• [Challenges]:
(1) Decide whether each statement agrees with the blog text: (a) The writer spent four days at a church camp in Antipolo. (b) The writer spent the holiday at Halloween costume parties. (c) The writer was baptized after a decision made well in advance. Give yes or no for each, with the deciding words from the blog text quoted.
(2) From the entries, return word for word the part that opens with the line containing "target | long wooden pole" and closes with the line containing "<point>465,292</point>", with both of those lines included.

Saturday, October 31, 2009

Thriller


As much as I'd like to spend it in Halloween costume parties or night-outs with friends, I have to stay in Cavite and go to my grandfather's and greatgrandmother's grave in Laguna and Novaliches (respectively) for the holiday. Pretty boring. This is where the raw ghost stories are told. I wish our province was somewhere not-Luzon, like Capiz or Davao, so that I could really hear and maybe *be careful what you wish for?* see local ghosts! Manananggal, tiyanak, kapre, white lady, etc. Those things my Lola tell me but I wouldn't believe her. These have captured my imagination as a grade-schooler when I read the book True Philippine Ghost Stories and as I had my childhood delusions of having third eye.

I find it amusing to notice that every country has a different concept of what is scary and terrifying, as seen through their movies. East Asian ghosts are powdered white, dark-haired and dark-eyed with some creepy stories of loneliness before death. Americans have bloody ghosts with gruesome death stories involving metals (you name it, saw, nails, roller coater rides, airplane crash, knives, etc. Haha pretty industrial). While Filipinos hilariously depict their ghosts wearing our grandparents' clothes, barong and saya, anything involving old people and their stories during the war, with blood stains all over their clothes. Hahaha. These ghosts represented some of our fears of death while we're alive -- dying lonely, violently or old -- maybe that's why we find them supernatural creatures frightening. XD

Now I'm heading home and I'll be watching those Halloween special stories like I do every year. Though I wish next year I'd spend my October firsts outside. :)

Wednesday, October 28, 2009

Love and Belonging


Last four days I spent in a my first Church camp in Antipolo, and I spent it with my schoolmates who are now my churchmates and I have never laughed and cried so hard before. :)

I currently don't have a picture because there is no Internet connection at home (will post later), but to just summarize what I've learned within those days: among all our needs, the spiritual ones tend to be the most neglected. Sure I have relayed stories of my family life, friend-life, love life, academics life, etc. to others, but my Christian life remains just a shadow. By Christian, I do not refer to the religion or the institution of the society, but the very basic belief that Jesus saved us because of love.

Last Sunday night I made a last minute decision to be baptized into my Church. I said in my shaky testimony that I have been on an on-off relationship with God and I wanted that kind of relationship to end. He's been urging me to come back to him by taking away the things that I leaned on instead of him and taking the praise away from myself to Him. It's easy to be self-centered, to think that you've done every good thing that has happened in your life with your own hands. And once you face failure, again it's easy to blame yourself or somebody else without even thinking that that failure may have just been an obstacle removed and that victory is just another blessing. Being a Christian is a blessing because I realized that I have been blessed SO MUCH that my troubles are all minor and worldly. Now there is this urgency to share this spiritual happiness to everyone because believing in God is not a once-in-a-lifetime emotional experience of some sort. Nope. It's just everyday thankfulness.

• [Dataset records]:

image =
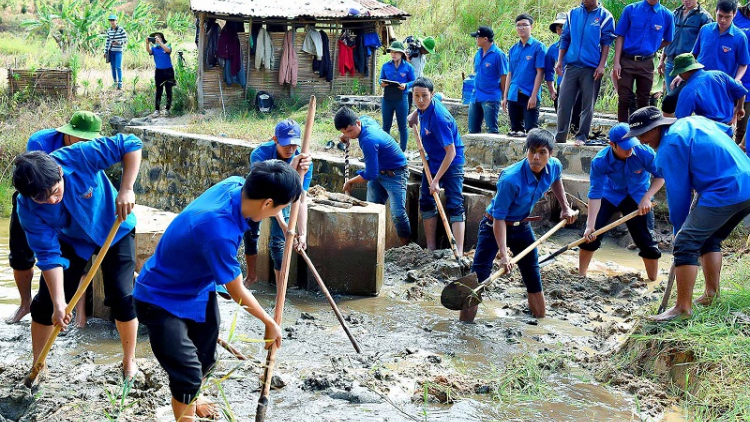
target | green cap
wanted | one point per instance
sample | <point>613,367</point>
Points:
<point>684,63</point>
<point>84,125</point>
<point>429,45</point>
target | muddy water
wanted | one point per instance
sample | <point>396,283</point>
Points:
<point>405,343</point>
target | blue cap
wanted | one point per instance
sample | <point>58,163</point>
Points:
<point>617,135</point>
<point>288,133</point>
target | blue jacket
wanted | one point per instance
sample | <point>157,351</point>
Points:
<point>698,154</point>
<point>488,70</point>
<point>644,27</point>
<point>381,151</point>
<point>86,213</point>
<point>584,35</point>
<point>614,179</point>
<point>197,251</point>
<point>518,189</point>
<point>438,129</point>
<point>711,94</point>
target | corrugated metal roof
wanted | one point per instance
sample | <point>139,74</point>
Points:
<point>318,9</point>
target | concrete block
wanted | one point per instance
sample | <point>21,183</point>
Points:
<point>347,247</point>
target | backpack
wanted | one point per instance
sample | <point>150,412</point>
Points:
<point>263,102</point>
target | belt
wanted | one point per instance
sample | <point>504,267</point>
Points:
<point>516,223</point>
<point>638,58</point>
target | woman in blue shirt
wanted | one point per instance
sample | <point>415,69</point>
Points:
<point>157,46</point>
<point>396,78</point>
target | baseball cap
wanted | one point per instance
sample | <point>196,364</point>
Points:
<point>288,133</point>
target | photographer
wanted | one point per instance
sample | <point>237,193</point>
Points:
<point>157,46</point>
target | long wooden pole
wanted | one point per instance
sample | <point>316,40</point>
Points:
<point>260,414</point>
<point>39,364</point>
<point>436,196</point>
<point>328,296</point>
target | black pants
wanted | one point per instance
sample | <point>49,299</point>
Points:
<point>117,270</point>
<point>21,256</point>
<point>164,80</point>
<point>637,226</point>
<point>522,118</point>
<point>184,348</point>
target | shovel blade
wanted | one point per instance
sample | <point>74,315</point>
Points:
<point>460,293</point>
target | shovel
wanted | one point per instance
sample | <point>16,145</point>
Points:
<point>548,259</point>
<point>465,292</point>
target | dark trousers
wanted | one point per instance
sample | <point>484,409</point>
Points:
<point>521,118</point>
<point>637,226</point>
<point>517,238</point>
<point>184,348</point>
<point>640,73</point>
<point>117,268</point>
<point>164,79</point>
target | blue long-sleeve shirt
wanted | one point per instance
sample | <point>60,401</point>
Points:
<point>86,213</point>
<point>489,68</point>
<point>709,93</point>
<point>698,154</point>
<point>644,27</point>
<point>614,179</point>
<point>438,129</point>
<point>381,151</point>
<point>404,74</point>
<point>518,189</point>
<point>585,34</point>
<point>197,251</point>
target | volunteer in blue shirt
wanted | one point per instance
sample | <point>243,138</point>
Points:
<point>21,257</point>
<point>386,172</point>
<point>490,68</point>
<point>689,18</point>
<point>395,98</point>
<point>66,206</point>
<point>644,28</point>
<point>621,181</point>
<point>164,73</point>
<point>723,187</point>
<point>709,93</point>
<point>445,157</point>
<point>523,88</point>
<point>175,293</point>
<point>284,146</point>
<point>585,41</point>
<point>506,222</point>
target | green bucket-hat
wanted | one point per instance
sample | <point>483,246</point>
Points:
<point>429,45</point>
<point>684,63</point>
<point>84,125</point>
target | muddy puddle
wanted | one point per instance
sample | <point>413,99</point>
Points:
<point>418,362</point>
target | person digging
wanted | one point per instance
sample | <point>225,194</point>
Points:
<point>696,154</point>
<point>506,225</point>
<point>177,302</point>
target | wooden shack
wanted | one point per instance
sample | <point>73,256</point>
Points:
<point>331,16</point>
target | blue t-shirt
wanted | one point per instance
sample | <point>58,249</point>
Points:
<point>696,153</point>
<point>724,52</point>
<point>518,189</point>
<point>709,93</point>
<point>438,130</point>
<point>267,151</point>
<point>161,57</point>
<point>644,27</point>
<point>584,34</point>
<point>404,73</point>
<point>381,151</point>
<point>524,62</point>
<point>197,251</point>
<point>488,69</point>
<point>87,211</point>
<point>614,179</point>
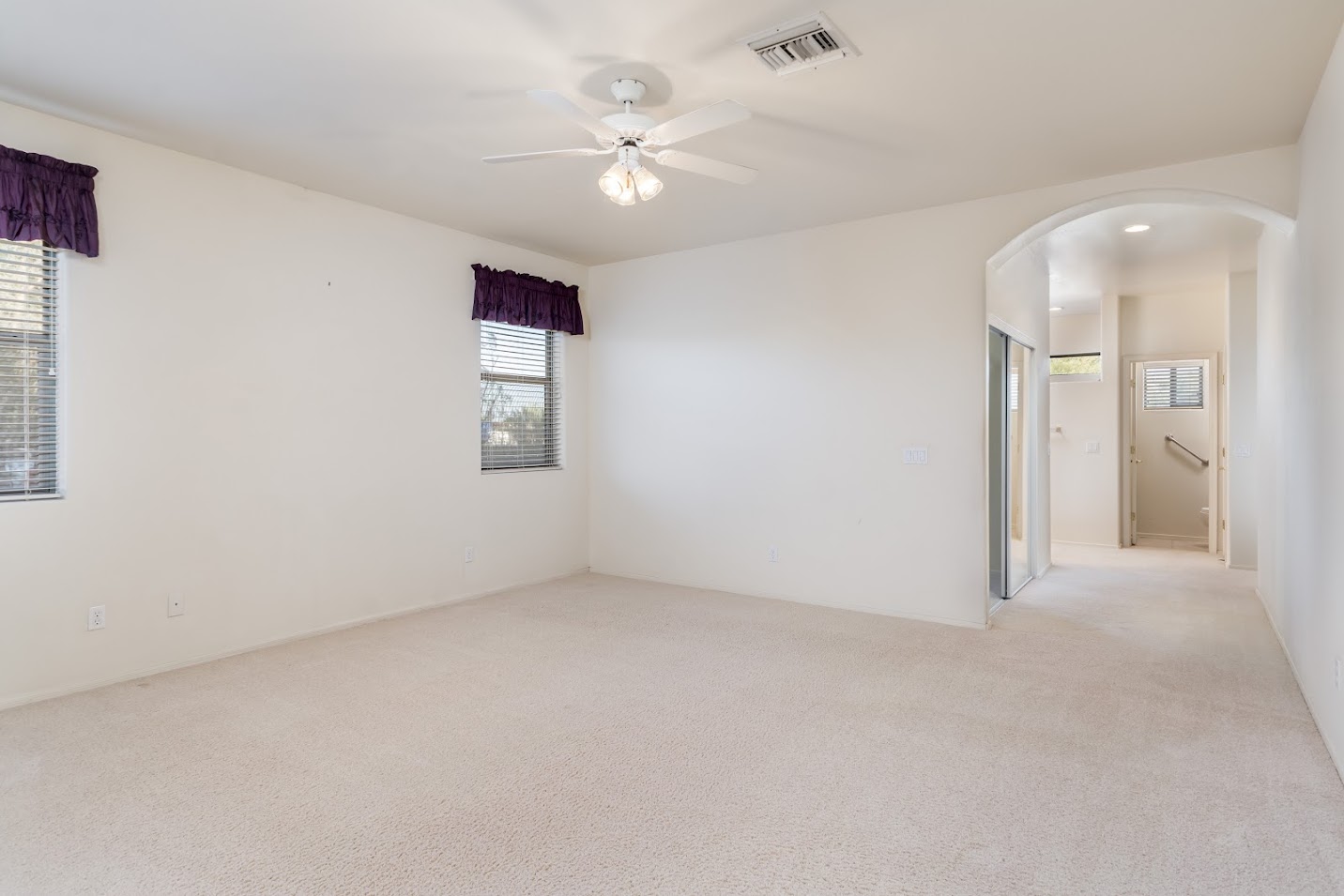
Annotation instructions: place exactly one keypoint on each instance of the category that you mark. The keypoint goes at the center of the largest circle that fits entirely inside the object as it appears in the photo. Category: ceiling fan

• [The answers]:
(1)
(a) Yes: "Last four days I spent in a my first Church camp in Antipolo"
(b) No: "I have to stay in Cavite and go to my grandfather's and greatgrandmother's grave in Laguna and Novaliches (respectively) for the holiday."
(c) No: "Last Sunday night I made a last minute decision to be baptized into my Church."

(2)
target | long wooden pole
wanted | one point per instance
sample | <point>316,40</point>
Points:
<point>260,414</point>
<point>39,364</point>
<point>436,196</point>
<point>328,296</point>
target | black pants
wanted | one point per instance
sample | <point>49,299</point>
Points:
<point>117,270</point>
<point>21,256</point>
<point>164,80</point>
<point>637,226</point>
<point>522,118</point>
<point>184,348</point>
target | shovel blade
wanted | one point per instance
sample | <point>74,315</point>
Points:
<point>460,293</point>
target | shovel
wanted | one point per instance
sample | <point>16,145</point>
Points:
<point>548,259</point>
<point>465,292</point>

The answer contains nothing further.